### Work task
The tail of the records, from the line containing "Query: forest background" through the final line, should be printed exactly and on its own.

**** Source data ****

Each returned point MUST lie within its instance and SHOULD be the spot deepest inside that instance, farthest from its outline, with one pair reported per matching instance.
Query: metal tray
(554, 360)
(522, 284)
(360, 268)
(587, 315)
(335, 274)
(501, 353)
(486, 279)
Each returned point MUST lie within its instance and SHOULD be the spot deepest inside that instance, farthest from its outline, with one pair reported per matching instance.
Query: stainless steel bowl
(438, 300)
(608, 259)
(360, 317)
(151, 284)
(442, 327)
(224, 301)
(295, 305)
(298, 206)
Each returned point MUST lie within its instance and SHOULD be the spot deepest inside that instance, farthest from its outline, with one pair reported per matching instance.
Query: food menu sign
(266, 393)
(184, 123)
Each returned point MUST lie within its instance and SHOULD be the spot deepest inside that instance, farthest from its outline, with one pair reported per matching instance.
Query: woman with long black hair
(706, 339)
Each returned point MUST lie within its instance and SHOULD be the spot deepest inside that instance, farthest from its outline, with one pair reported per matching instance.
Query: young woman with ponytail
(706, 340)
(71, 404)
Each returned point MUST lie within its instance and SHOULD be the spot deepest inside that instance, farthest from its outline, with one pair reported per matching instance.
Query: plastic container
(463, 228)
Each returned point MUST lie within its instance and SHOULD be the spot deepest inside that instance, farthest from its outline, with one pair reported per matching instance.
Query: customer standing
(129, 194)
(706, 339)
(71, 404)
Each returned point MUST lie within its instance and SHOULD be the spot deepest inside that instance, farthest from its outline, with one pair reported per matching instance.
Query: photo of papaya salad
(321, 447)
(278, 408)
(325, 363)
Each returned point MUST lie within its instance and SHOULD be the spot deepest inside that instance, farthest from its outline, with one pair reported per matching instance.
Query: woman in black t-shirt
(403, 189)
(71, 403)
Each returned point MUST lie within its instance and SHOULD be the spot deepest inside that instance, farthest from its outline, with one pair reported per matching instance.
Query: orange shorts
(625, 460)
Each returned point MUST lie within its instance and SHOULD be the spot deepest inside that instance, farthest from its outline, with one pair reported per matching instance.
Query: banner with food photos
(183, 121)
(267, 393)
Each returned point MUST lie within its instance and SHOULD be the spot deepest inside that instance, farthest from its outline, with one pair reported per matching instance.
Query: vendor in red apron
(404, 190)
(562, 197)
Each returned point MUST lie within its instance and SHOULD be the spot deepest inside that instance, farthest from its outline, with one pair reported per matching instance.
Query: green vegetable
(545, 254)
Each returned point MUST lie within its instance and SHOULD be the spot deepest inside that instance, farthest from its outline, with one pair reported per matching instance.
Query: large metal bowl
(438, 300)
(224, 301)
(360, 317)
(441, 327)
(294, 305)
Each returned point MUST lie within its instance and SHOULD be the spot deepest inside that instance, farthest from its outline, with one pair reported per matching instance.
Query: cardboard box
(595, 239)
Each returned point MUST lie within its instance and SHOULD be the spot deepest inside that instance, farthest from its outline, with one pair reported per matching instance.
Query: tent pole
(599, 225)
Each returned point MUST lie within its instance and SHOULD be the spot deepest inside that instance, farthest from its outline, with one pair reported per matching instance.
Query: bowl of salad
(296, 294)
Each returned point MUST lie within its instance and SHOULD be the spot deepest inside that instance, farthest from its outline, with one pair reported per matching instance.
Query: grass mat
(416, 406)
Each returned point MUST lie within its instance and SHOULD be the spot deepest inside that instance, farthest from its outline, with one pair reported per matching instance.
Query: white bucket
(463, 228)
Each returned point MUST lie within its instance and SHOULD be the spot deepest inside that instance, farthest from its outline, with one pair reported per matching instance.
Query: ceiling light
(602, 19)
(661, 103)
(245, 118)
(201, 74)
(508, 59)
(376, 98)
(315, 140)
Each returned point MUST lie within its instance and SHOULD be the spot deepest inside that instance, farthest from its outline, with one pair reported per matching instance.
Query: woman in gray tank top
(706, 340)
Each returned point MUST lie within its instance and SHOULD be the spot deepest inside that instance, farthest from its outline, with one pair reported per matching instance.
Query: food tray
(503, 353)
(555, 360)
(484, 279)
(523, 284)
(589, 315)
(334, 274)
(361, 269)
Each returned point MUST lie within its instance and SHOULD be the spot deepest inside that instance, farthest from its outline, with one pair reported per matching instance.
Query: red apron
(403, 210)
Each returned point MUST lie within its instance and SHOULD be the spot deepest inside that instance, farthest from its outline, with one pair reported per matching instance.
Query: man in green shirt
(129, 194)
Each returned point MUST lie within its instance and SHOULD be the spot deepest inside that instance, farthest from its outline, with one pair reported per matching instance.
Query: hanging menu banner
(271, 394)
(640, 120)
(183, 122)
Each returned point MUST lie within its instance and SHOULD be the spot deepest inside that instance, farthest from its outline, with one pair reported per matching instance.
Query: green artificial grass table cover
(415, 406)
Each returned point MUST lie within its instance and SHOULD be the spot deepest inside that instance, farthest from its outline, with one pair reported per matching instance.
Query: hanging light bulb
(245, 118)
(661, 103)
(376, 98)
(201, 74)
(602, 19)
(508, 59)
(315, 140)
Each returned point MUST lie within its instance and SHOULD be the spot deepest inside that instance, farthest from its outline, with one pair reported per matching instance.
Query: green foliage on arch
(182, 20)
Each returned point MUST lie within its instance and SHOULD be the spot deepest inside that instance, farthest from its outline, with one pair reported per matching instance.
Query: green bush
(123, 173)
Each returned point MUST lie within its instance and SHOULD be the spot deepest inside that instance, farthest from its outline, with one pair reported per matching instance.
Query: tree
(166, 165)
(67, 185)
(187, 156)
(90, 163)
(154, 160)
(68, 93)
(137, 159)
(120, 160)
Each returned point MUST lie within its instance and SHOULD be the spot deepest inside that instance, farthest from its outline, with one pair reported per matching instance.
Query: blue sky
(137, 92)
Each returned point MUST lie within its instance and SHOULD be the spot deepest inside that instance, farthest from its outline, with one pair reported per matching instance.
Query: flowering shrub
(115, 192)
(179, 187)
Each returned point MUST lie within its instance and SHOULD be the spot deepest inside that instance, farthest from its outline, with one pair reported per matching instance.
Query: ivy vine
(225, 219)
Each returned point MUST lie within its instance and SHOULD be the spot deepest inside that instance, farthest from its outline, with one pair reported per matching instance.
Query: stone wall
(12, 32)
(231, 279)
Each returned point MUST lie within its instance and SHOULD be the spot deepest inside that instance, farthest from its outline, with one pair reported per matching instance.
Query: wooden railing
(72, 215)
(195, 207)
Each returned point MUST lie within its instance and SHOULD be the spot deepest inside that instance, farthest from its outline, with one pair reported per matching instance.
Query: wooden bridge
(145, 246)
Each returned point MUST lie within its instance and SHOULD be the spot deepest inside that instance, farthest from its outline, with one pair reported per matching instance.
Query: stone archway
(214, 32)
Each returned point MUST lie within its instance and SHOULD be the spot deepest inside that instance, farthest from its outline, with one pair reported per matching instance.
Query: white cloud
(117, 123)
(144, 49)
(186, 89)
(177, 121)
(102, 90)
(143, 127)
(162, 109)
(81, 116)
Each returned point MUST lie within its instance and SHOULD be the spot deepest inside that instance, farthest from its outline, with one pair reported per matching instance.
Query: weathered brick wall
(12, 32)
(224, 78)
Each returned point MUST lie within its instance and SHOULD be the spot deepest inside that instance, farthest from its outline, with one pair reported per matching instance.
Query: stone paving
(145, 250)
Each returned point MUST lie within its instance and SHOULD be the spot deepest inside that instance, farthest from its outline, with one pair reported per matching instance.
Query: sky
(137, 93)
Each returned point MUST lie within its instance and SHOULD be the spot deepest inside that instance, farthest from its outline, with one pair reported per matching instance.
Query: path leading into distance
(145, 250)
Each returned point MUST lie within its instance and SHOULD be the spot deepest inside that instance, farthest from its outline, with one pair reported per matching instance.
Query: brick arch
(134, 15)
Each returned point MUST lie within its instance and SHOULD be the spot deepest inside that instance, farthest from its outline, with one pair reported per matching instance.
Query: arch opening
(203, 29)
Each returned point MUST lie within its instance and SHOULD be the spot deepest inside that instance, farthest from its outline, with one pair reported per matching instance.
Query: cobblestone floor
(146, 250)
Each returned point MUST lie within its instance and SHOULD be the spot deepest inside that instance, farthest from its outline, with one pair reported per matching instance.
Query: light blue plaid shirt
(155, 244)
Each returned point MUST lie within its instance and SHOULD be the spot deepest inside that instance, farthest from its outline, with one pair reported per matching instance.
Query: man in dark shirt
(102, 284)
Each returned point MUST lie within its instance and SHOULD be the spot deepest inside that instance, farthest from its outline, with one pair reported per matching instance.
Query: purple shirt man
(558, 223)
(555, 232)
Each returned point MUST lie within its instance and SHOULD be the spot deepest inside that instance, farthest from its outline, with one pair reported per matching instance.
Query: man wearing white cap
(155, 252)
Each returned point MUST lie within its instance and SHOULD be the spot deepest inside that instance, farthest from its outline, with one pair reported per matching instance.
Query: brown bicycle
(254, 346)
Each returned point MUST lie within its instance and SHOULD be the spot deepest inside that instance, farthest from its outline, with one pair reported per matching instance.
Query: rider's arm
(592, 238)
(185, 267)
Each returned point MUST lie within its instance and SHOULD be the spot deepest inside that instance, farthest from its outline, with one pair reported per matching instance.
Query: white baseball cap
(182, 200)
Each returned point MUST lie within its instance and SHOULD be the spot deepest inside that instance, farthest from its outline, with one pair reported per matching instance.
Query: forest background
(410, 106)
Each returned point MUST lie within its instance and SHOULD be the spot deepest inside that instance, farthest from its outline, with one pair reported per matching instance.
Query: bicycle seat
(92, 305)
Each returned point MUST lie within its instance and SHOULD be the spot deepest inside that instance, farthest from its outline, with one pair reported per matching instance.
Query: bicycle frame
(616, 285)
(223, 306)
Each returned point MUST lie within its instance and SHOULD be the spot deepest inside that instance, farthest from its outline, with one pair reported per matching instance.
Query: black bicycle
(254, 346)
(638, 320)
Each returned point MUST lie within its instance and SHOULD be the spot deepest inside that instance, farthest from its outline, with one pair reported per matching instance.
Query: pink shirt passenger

****

### Answer for this exercise
Query: forest background
(410, 106)
Each returned point MUST lie within its instance and SHOULD be the spot deepest inside that instance, farthest from its outline, with one pair reported per matching instance.
Query: bicycle seat
(92, 305)
Each returned point MUST lie within its instance and SHOULD be the spot deepest inside that instance, farthest from its outline, with one pair reported per matching instance.
Query: bicycle frame
(616, 285)
(223, 306)
Each returned point MUST lie within its instance and SHOULD be the spot deepest inside that instance, farthest from its outline, with one pair reported per matching instance.
Query: black bicycle
(254, 346)
(638, 320)
Each returned point MUST lie within its instance and SHOULD be the spot deepest inside that instance, farthest from its outline, with one pair reported per matching instance.
Query: pink shirt passenger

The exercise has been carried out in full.